## DATA TO USE:
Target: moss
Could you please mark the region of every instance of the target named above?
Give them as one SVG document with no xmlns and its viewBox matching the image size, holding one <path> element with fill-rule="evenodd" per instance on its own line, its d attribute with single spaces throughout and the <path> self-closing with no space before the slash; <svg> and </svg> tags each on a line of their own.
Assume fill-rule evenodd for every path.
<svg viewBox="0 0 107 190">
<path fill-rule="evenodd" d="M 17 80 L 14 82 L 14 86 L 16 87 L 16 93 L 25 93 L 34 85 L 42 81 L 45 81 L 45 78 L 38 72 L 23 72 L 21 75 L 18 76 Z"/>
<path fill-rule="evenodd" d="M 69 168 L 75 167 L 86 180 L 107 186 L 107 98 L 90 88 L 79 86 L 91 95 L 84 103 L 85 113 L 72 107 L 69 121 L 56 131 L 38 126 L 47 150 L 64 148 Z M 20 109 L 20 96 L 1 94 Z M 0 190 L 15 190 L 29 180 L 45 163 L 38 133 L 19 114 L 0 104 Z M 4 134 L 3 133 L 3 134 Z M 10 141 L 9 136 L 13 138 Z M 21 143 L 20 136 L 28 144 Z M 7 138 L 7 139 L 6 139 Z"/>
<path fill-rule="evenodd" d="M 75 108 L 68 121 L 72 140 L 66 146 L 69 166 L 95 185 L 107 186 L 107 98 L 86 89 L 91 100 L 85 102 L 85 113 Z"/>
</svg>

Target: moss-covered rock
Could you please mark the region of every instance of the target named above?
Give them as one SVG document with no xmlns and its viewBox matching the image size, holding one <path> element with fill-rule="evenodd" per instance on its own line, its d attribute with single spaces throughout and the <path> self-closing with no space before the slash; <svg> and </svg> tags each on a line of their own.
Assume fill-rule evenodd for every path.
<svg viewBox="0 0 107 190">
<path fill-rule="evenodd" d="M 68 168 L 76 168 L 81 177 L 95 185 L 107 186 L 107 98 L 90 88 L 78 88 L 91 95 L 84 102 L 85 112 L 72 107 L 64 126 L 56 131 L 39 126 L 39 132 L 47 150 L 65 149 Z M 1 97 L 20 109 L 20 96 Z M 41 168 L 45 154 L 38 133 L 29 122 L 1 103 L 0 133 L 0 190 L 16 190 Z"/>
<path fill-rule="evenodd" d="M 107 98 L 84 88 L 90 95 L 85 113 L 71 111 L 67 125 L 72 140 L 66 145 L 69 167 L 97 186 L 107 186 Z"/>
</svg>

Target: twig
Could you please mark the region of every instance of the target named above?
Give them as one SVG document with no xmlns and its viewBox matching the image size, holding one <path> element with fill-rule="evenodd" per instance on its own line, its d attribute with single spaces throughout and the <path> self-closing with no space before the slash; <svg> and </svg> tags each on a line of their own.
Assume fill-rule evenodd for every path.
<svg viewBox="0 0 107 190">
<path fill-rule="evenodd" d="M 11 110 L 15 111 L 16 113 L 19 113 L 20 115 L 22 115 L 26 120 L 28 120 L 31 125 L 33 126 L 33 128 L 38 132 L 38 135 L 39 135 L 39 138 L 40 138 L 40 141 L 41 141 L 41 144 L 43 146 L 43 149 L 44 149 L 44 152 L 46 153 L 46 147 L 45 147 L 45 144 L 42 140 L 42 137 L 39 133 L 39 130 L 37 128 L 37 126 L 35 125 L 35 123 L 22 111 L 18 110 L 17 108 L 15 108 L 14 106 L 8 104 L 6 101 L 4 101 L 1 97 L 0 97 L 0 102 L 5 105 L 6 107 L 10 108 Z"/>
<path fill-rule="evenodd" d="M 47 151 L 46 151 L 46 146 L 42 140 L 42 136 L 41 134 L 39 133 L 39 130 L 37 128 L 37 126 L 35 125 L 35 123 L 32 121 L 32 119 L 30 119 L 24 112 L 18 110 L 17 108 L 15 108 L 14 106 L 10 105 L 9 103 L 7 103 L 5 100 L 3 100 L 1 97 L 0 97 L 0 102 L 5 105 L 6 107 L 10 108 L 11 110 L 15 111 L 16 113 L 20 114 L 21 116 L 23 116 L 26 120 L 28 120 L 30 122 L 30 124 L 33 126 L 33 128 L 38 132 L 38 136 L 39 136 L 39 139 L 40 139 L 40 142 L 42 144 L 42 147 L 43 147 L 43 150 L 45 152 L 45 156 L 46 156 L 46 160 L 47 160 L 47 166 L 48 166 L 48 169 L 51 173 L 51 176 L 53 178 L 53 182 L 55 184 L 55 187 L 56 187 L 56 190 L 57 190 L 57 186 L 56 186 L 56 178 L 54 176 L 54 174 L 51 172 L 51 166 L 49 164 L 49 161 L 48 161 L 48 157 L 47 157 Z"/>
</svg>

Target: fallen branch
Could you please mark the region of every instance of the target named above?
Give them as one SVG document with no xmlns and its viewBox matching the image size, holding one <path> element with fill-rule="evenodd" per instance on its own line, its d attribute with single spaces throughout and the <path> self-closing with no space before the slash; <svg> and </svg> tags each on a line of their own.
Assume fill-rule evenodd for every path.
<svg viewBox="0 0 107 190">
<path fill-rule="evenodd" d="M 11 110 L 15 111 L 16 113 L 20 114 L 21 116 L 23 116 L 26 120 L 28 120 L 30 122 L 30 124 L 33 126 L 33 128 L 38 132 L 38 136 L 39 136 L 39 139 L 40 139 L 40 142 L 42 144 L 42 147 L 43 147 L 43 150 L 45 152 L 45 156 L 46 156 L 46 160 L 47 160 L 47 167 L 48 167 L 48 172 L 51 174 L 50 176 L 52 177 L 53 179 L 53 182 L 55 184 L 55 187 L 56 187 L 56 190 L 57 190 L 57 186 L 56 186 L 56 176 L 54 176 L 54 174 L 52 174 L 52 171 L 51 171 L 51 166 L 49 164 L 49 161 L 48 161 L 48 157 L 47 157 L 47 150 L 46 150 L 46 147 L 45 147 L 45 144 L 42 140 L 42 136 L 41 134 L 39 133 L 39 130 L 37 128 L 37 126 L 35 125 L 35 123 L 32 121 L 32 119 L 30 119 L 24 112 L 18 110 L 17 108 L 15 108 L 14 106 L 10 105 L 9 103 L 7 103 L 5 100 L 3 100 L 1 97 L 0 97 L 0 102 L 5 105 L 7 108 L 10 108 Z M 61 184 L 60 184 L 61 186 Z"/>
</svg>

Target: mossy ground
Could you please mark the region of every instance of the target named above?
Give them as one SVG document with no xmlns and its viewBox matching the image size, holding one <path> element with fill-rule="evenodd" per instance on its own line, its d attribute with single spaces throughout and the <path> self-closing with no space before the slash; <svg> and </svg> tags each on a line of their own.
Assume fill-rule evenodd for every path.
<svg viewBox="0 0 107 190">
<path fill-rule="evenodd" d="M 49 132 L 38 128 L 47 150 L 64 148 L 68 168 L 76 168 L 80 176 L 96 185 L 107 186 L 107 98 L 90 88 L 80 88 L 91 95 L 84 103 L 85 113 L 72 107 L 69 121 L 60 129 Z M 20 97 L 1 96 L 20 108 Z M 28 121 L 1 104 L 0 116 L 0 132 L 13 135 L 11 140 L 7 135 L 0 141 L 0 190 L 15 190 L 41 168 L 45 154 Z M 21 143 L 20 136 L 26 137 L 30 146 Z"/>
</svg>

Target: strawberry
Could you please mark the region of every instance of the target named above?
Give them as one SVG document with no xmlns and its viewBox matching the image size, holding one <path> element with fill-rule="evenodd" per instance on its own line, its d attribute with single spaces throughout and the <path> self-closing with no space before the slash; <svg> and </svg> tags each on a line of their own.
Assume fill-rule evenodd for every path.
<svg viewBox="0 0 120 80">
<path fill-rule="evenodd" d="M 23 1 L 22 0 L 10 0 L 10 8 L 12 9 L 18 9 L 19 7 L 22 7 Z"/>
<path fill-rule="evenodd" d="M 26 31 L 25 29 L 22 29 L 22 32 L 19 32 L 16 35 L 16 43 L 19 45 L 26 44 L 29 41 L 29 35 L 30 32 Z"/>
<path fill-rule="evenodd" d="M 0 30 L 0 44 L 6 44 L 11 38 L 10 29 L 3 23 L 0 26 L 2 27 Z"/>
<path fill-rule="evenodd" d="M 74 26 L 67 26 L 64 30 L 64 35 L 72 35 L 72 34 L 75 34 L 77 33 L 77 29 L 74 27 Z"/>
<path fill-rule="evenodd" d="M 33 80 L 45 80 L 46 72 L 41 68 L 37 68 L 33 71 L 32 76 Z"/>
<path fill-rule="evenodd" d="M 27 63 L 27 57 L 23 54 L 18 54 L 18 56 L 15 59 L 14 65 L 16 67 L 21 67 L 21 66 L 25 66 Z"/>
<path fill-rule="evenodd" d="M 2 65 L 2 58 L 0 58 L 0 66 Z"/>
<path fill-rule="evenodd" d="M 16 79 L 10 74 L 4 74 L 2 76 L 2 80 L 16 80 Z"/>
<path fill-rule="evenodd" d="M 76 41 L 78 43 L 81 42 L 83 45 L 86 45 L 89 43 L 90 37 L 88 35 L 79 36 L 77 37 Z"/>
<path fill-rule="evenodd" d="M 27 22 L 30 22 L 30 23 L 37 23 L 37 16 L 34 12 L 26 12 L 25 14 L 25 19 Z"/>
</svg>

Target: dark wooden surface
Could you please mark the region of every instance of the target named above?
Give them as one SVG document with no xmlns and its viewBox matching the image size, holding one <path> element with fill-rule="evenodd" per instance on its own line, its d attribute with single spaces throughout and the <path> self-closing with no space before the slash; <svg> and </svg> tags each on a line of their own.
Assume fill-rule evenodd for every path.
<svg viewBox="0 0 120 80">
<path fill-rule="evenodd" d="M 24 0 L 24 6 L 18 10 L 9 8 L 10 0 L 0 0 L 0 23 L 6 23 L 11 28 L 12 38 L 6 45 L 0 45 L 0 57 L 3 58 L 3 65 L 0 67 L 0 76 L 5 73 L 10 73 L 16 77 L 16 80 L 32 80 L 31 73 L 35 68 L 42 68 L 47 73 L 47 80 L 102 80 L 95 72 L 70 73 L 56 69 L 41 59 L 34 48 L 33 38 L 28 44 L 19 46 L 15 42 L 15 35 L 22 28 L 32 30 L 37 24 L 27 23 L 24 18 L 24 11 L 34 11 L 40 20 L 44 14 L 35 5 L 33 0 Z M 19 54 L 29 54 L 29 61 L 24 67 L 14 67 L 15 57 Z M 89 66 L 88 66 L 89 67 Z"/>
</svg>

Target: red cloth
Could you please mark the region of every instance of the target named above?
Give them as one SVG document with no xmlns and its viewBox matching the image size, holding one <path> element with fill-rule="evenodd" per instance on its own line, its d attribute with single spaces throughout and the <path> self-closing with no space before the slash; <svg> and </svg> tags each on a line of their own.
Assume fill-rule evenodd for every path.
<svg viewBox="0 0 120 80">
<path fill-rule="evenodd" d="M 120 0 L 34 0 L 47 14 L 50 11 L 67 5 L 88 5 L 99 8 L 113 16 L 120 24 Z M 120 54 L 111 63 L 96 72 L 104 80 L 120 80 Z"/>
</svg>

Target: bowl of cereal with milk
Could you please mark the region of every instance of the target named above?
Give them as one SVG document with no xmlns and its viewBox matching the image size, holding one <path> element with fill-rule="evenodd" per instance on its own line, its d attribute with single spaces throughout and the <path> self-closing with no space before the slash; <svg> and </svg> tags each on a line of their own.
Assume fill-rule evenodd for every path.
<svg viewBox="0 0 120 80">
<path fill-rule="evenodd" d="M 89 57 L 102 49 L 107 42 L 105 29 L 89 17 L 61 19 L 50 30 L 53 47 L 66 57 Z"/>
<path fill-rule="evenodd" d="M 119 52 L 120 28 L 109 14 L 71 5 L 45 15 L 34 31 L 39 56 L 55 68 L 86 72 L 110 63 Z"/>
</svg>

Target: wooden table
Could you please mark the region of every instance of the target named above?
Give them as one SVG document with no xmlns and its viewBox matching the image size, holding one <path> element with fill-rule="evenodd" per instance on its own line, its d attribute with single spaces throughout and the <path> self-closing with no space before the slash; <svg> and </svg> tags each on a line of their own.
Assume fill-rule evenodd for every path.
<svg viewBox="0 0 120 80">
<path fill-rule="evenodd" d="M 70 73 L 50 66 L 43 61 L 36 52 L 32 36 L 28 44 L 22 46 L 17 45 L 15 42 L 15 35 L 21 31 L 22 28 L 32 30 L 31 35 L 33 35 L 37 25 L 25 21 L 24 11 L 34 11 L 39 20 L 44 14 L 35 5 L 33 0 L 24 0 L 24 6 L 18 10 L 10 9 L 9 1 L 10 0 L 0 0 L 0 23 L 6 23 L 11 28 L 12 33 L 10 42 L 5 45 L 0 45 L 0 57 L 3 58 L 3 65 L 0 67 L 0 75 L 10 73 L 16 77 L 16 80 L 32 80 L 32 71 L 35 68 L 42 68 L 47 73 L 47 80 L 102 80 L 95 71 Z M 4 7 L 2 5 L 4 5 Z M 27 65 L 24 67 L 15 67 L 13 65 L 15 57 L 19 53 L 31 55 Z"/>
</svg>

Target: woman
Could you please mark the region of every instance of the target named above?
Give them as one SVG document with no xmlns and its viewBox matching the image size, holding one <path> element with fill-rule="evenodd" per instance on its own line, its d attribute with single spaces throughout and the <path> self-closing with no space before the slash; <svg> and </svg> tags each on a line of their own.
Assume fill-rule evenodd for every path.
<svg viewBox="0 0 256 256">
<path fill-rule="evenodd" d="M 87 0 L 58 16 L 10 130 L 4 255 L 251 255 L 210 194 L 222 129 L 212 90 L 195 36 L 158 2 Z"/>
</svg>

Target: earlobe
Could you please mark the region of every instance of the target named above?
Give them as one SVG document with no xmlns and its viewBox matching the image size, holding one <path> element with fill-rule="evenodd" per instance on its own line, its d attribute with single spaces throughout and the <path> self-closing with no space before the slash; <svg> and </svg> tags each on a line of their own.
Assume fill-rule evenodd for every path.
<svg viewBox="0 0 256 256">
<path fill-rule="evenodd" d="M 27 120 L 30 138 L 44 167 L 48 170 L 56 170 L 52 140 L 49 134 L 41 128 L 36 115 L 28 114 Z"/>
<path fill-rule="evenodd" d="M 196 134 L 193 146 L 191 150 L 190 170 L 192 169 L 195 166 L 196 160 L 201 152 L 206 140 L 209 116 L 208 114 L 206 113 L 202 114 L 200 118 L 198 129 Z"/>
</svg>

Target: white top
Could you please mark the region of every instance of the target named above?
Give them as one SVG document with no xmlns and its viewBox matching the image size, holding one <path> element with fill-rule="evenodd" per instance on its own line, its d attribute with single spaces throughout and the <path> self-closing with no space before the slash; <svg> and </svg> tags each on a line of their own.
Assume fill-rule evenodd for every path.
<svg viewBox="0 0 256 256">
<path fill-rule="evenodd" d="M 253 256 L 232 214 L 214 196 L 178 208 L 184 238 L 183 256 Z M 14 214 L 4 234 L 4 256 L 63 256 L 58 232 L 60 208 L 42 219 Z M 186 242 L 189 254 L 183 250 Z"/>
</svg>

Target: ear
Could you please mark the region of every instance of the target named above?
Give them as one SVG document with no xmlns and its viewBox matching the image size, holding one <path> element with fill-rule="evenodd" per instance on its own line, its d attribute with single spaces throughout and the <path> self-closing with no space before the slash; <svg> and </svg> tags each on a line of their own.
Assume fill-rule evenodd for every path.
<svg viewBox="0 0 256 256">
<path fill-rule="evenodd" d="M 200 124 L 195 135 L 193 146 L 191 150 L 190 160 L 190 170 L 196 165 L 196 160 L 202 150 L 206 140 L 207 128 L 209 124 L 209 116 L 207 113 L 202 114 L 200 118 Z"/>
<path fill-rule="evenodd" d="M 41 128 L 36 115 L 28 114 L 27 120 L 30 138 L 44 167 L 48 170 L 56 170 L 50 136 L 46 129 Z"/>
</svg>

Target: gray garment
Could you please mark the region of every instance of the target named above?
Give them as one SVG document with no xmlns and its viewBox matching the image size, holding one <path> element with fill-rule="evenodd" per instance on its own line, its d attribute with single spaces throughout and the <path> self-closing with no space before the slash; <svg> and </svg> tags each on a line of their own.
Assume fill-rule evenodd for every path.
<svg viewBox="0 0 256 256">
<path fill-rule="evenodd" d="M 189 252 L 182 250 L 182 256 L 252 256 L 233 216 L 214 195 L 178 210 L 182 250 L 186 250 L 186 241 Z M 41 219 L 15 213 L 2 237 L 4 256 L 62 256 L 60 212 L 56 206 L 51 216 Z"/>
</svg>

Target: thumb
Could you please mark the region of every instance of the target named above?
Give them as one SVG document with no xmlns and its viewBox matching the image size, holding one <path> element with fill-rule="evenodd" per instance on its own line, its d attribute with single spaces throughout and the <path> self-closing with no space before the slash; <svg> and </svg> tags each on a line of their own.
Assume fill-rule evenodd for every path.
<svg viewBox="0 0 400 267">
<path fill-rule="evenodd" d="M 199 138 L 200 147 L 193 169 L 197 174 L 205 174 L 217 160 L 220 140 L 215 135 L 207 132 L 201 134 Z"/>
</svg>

## GOAL:
Express the records from the beginning through the line containing "69 168 L 75" as a two-column CSV with the header row input,output. Give one row for each record, with its text in input and its answer in output, each as a single quoted field with line breaks changed to spaces.

## SOLUTION TO THE EXERCISE:
input,output
"Target: moss Could you please mark the region of every instance of the target named above? Give them as one SVG document with no xmlns and its viewBox matching the image size, holding one <path> element with fill-rule=""evenodd"" per instance on its own line, its d attribute with single spaces throughout and the <path> self-closing with no space before the slash; <svg> and </svg> tags each on a line of their own. Assume fill-rule evenodd for every path.","<svg viewBox=""0 0 107 190""> <path fill-rule=""evenodd"" d=""M 17 80 L 14 82 L 14 86 L 16 87 L 16 93 L 25 93 L 34 85 L 42 81 L 45 81 L 45 78 L 38 72 L 23 72 L 21 75 L 18 76 Z""/> <path fill-rule=""evenodd"" d=""M 69 168 L 75 167 L 86 180 L 107 186 L 107 98 L 90 88 L 79 86 L 91 95 L 84 103 L 85 113 L 72 107 L 69 121 L 56 131 L 38 126 L 47 150 L 64 148 Z M 20 109 L 20 96 L 1 94 Z M 0 190 L 15 190 L 29 180 L 45 163 L 38 133 L 19 114 L 0 104 Z M 4 134 L 3 133 L 3 134 Z M 10 141 L 9 136 L 13 138 Z M 21 143 L 20 136 L 28 144 Z M 7 138 L 7 139 L 6 139 Z""/>"